• Document segment:

:::::

Sampo plc: Notice of the Annual General Meeting


SAMPO PLC                STOCK EXCHANGE RELEASE        21 February 2022 at 9:30 am

Sampo plc: Notice of the Annual General Meeting

Notice is given to shareholders of Sampo plc of the Annual General Meeting to be held on Wednesday, 18 May 2022 at 2:00 pm (EEST) at the company’s headquarters at the address Fabianinkatu 27, 00100 Helsinki, Finland. The shareholders of the company may participate in the meeting and exercise their shareholder rights only by voting in advance or by way of proxy representation and by presenting counterproposals and asking questions in advance. It is not possible to attend the meeting in person. Instructions for shareholders can be found in part C of this notice (“Instructions for the participants in the Annual General Meeting”).

The Board of Directors has resolved on exceptional meeting procedures based on the temporary legislation (375/2021) approved by the Finnish Parliament on 7 May 2021. In order to prevent the spread of the COVID-19 pandemic the company has taken precautionary measures enabled by the temporary legislation in order to be able to convene the Annual General Meeting in a foreseeable manner, considering the health and safety of the company’s shareholders, personnel and other stakeholders.

:::::

Source records:
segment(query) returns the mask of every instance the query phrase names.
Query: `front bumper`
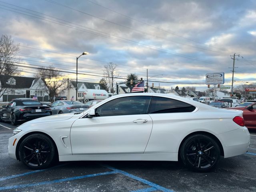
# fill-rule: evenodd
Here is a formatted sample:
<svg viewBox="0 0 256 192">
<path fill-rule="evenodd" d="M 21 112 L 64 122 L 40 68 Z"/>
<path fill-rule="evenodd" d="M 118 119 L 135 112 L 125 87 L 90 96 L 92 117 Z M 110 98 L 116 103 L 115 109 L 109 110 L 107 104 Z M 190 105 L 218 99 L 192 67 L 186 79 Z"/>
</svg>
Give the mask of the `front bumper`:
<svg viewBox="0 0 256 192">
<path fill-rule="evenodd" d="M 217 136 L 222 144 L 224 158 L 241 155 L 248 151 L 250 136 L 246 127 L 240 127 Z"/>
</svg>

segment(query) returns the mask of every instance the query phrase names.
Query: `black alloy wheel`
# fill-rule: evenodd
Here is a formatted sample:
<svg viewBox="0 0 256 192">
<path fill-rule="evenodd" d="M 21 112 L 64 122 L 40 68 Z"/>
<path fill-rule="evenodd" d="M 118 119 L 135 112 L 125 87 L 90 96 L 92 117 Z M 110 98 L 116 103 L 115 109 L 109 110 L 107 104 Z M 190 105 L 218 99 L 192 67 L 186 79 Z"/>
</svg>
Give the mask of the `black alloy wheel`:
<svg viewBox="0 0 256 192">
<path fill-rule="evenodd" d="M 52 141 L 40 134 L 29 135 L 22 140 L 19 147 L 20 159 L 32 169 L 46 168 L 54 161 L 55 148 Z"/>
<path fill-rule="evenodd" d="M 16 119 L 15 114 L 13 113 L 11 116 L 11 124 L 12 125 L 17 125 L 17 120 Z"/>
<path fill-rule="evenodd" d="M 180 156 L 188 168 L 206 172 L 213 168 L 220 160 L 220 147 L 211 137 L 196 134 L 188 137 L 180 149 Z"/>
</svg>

:::::

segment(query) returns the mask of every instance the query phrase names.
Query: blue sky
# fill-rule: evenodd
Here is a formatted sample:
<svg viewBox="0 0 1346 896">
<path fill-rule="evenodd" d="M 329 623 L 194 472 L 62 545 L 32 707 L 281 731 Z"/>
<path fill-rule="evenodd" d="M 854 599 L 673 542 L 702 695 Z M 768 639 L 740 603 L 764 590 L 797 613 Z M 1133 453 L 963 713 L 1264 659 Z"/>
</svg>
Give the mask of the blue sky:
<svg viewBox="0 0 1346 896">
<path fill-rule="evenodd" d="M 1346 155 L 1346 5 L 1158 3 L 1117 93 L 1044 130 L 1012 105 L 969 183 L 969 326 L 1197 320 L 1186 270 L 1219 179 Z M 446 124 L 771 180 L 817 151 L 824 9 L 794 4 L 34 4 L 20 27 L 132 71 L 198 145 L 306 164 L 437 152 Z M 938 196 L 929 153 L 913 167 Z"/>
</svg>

:::::

• Required tasks:
**A)** Extract the passage of the Sampo plc meeting notice from "The Board of" up to and including "and other stakeholders.".
**B)** Answer these questions using the Sampo plc meeting notice, one line per answer:
(i) On what date and at what time will the Annual General Meeting be held?
(ii) Which part of the notice holds the instructions for shareholders?
(iii) On what date did the Finnish Parliament approve the temporary legislation (375/2021)?
**C)** Carry on the Sampo plc meeting notice from its final sentence.

• Expected responses:
**A)**
The Board of Directors has resolved on exceptional meeting procedures based on the temporary legislation (375/2021) approved by the Finnish Parliament on 7 May 2021. In order to prevent the spread of the COVID-19 pandemic the company has taken precautionary measures enabled by the temporary legislation in order to be able to convene the Annual General Meeting in a foreseeable manner, considering the health and safety of the company’s shareholders, personnel and other stakeholders.

**B)**
(i) Wednesday, 18 May 2022 at 2:00 pm (EEST)
(ii) Part C
(iii) 7 May 2021

**C)**
The Annual General Meeting will be as concise and short as possible. Chairman of the Board Björn Wahlroos and President and Group CEO Torbjörn Magnusson will not participate in the Annual General Meeting and there will be no addresses by the Board or Management at the meeting. The company plans to stream a separate Q&A session with the Group management in connection with the Annual General Meeting. The schedule of the event will be published later at www.sampo.com/agm.

A. Items on the agenda of the Annual General Meeting

At the Annual General Meeting, the following items will be considered:

1. Opening of the meeting

2. Calling the meeting to order

Attorney-at-law Mikko Heinonen shall act as the Chairman of the meeting.

If due to weighty reasons Mikko Heinonen is not able to act as Chairman, the Board shall appoint another person it deems best suitable to act as Chairman.

3. Election of persons to scrutinise the minutes and to supervise the counting of votes

Attorney-at-law Annemari Rosi shall scrutinise the minutes and supervise the counting of the votes.

If Annemari Rosi due to weighty reasons is not able to act as the person to scrutinise the minutes and to supervise the counting of the votes, the Board shall appoint another person it deems best suitable to act as the person to scrutinise the minutes and to supervise the counting of votes.

4. Recording the legality of the meeting

5. Recording the attendance at the meeting and adoption of the list of votes

Shareholders attending the meeting shall be those shareholders who have voted in advance during the voting period and who in accordance with Chapter 5, Sections 6 and 6a of the Finnish Companies Act are entitled to attend the meeting. The list of votes will be adopted according to the information provided by Euroclear Finland Oy.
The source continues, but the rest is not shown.